- **ROWS**

%%

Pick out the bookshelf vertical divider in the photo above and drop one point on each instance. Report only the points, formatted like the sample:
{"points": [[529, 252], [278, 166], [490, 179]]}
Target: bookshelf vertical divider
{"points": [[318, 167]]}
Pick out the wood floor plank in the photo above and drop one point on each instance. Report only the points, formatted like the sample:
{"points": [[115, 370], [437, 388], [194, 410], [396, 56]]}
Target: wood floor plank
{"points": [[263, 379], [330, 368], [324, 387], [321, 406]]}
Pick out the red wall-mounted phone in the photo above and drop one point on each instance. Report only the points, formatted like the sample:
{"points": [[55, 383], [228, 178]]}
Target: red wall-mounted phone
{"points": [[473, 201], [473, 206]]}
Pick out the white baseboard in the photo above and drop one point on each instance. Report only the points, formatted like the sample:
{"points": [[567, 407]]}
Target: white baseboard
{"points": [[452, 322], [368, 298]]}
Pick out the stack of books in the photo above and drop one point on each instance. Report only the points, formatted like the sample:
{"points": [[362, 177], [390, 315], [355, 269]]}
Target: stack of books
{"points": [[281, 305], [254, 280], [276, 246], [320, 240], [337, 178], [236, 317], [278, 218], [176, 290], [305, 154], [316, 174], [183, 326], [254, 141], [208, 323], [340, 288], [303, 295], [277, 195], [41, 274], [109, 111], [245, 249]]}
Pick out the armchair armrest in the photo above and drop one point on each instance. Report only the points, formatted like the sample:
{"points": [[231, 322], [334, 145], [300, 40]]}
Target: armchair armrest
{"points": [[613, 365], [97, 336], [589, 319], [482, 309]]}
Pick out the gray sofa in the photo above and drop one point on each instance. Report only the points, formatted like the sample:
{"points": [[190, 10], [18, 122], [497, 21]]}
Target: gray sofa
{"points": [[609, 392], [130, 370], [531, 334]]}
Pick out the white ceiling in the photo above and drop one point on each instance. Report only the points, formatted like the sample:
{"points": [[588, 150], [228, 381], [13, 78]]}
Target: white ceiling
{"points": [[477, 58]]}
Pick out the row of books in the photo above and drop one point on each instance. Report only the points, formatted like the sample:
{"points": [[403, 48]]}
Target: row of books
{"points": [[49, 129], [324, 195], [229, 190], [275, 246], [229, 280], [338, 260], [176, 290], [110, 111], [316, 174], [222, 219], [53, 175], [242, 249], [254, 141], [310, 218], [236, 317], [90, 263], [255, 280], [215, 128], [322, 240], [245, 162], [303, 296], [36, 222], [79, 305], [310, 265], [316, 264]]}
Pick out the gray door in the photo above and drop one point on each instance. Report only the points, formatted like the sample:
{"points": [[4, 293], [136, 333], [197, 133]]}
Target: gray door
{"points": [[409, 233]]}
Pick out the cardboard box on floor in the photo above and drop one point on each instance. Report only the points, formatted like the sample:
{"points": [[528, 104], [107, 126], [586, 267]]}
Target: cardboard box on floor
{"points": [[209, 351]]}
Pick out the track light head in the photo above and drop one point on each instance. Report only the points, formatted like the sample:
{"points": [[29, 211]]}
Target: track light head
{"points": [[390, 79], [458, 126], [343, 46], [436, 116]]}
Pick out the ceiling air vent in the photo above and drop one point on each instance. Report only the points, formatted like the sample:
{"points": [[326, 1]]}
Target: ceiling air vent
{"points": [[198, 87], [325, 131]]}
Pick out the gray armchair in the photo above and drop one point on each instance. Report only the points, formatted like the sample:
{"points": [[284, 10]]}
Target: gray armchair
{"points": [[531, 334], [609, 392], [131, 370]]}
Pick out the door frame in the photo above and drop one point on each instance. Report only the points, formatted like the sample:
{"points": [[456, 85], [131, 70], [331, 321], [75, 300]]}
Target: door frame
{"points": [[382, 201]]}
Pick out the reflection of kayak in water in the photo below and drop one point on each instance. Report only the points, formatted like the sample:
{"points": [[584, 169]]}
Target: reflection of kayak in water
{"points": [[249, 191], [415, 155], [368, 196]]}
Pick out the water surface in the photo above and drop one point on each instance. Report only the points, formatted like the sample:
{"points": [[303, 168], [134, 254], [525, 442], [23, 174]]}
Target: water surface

%%

- **WHAT YOU ARE ASKED TO DO**
Reproduce all of the data above word for word, with every line in its original order.

- **RESULT OF THIS EXERCISE**
Pick out the bookshelf vertical divider in the photo above and drop one point on each instance. Report only the points, formatted like the sample:
{"points": [[529, 252], [278, 166], [490, 179]]}
Target: bookshelf vertical divider
{"points": [[318, 167]]}
Pick out the wood floor plank in the photo above and drop one point on each instance. Report only the points, formatted like the sample:
{"points": [[115, 370], [437, 388], [194, 410], [396, 56]]}
Target: wood floor plank
{"points": [[263, 379], [330, 368], [324, 387], [321, 406]]}
Pick out the red wall-mounted phone in the photo above and drop one point on each instance. Report only the points, formatted like the sample:
{"points": [[55, 383], [228, 178]]}
Target: red wall-mounted phone
{"points": [[473, 201], [473, 206]]}
Pick out the white baseboard in the photo above and drop one point on each instance. Report only the points, formatted like the sample:
{"points": [[567, 407]]}
Target: white baseboard
{"points": [[452, 322], [368, 298]]}
Pick out the stack of books in the photo above and drop one point on each instance. Report only the points, formatted like the sample:
{"points": [[362, 177], [390, 315], [355, 269]]}
Target: stack of books
{"points": [[281, 305], [254, 280], [276, 246], [320, 240], [337, 178], [236, 317], [278, 218], [176, 290], [305, 154], [316, 174], [183, 326], [254, 141], [208, 323], [340, 288], [303, 295], [277, 195], [41, 274], [109, 111], [245, 249]]}
Pick out the armchair armrest in the photo above and drop one point on each instance. Report only the points, formatted like the sample:
{"points": [[231, 322], [334, 145], [300, 40]]}
Target: armchair armrest
{"points": [[613, 365], [97, 336], [589, 319], [482, 309]]}
Pick out the gray sofa in the photo above and drop one point on each instance. Report only the points, formatted like the sample:
{"points": [[190, 10], [18, 122], [497, 21]]}
Target: gray sofa
{"points": [[609, 392], [130, 370], [531, 334]]}
Pick out the white ceiling in the photo above and drop one point on each instance. Report only the points, formatted like the sample:
{"points": [[588, 150], [228, 381], [13, 78]]}
Target: white ceiling
{"points": [[477, 58]]}
Pick out the row of books in the photo above and drop one point on each instance. Report only the points, formatted like the sample:
{"points": [[403, 48]]}
Target: row of books
{"points": [[49, 129], [324, 195], [229, 190], [275, 246], [229, 280], [338, 260], [176, 290], [110, 111], [316, 174], [222, 219], [53, 175], [242, 249], [254, 141], [310, 218], [236, 317], [90, 263], [255, 280], [215, 128], [322, 240], [245, 162], [303, 296], [36, 222], [79, 305], [310, 265], [316, 264]]}
Pick out the gray door in the photo above and drop one point on each instance. Report only the points, formatted like the sample:
{"points": [[4, 293], [136, 333], [197, 133]]}
Target: gray door
{"points": [[409, 233]]}
Pick out the cardboard box on floor in the photo above and drop one point on each instance. Report only the points, formatted like the sample:
{"points": [[528, 104], [107, 126], [586, 267]]}
Target: cardboard box on floor
{"points": [[209, 351]]}
Pick out the track light head in the photo above and drop one point on each instance. Report only the points, formatted like the sample:
{"points": [[29, 211]]}
Target: track light head
{"points": [[390, 79], [458, 126], [343, 46], [436, 116]]}
Pick out the ceiling air vent in the photo above and drop one point on each instance. Report only the points, formatted like the sample:
{"points": [[326, 1]]}
Target: ceiling air vent
{"points": [[198, 87], [325, 131]]}
Pick out the gray armchair in the photo above and drop one point on each instance. Report only the points, formatted like the sample:
{"points": [[284, 10]]}
Target: gray armchair
{"points": [[531, 334], [609, 392], [131, 370]]}
Pick out the door frame in the photo above and drop one point on each instance. Report only the points, formatted like the sample:
{"points": [[456, 85], [131, 70], [331, 321], [75, 300]]}
Target: door frame
{"points": [[382, 201]]}
Pick out the reflection of kayak in water in the photo below and drop one point on each instance. Report only the points, formatted like the sample:
{"points": [[584, 169]]}
Target: reflection of kayak in water
{"points": [[249, 191], [415, 155], [368, 196]]}
Pick out the water surface in the photo above and drop one point on each instance. Report only the points, formatted like the sample:
{"points": [[303, 168], [134, 254], [525, 442], [23, 174]]}
Target: water surface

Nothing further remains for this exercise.